Source passage:
Why I Still Believe: A Former Atheist Shares Her Story on Why She Became a Christian and an Apologist

By Nancy Flory Published on February 9, 2020

Mary Jo Sharp’s agnostic parents introduced her to nature, science and art. The amount of beauty that she saw in the world, especially in nature, impressed her. She felt a sense of wonder and awe at the universe. “I began to wonder what all of this meant. Was it just that we lived and died and there was nothing more to it? It didn’t seem to match up with my experience of it.”

In a way, her agnostic parents accidentally pointed her to Christianity. 

A Love of Beauty

Mary Jo, a former atheist from the Pacific northwest, is now a Christian author and apologist. Her newest book is Why I Still Believe: A Former Atheist’s Reckoning With the Bad Reputation Christians Give a Good God. Mary Jo spoke with The Stream about her book and how she became a Christian, even with agnostic parents. 

As a musician, she played works of art intended to move people. “I thought, ‘Move them to what? What are we looking for? What are we trying to experience?'” She began to look for the meaning behind all of the beauty she saw in the world.

In high school, Mary Jo’s Christian band director talked with her about Christ. He then gave her a Bible. When she read the Bible, it all made sense — beauty, goodness and truth; a sense of right and wrong; and justice and injustice. “It was giving a grounding to all of those things. And that’s how I moved out of my youthful atheism into belief that there must be a God behind the universe.”

Accepting Jesus — and Disillusionment With the Church

Mary Jo gave her life to Christ at 20. She decided to go to church for her first worship service. She put on her best dress. But when she stepped inside the church, the pastor’s wife confronted her. She told Mary Jo that she needed to find more appropriate clothing — “something that doesn’t show cleavage.”

Raw data:
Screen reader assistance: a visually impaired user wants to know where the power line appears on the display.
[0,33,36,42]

The exercise: Extend the article on Mary Jo Sharp's move from atheism to Christianity, picking up right after its last sentence.

Response to the exercise:
Mary Jo wrote in her book that “first-time church attendance should come with a disclaimer. Churches could post a sign or place fine print at the bottom of the bulletin: ‘Church attendance may cause extreme discomfort. Side effects of interactions with humans include, but are not limited to, doubt, anger, disappointment, and disillusionment.'” She immediately began to distrust the church leaders.

“When I stepped into the church,” she wrote, “I expected that other people would have been drawn to God through [goodness, truth and beauty]. An expectation that was sort of naive and idealistic — very naive. … I just found people like anybody else in the world, and they have all the same vices and problems in their lives as other human beings.”

She discovered that some Christians were kind of like doctors who smoke. They tell people that smoking will kill them and yet some smoke anyway. “I thought, ‘Ah, that’s like the Christian faith, right? The people are going to tell me ‘God loves you, He died for you. There’s no condemnation in Christ,’ but they won’t necessarily live that way.” It’s because they’ve adopted lifestyles that are in rebellion to the truth they profess. She began to question whether what she believed about Christianity was true. 

The Search for Truth

She looked for books — specifically, books on the resurrection and how she could know that Jesus rose from the dead. She found Lee Strobel’s The Case for Christ in a church library. That started her on the way to becoming an apologist. She researched the people that Strobel researched and watched apologists’ debates. In that process, Mary Jo found an ad for a degree in apologetics at Biola University. She jumped at the chance.

At one point in the program, a professor gave an assignment in which students could develop a blog. That assignment inspired Mary Jo to write hers on the resurrection of Christ. Between the blog and her friendship with two outspoken apologists, Mary Jo said she started a ministry that she didn’t intend to have. “I got asked to write books. I got asked to speak. I got asked to go out and help these guys do their debates. And then they sort of gently nudged me into debate. … That’s how I got to be an apologist.”

What Christians Should Know

Since Mary Jo’s parents raised her without a belief in God, she relates to non-Christians. Those raised like her don’t understand the need for religion. “You don’t understand why this person needs this. You think maybe they had some kind of need in their life that you don’t have.”

Since non-Christians don’t get the need for a savior, Christians shouldn’t “just barrel into that as if the other person understands.” If someone had asked Mary Jo if she was saved, she would’ve asked, “Saved from what?”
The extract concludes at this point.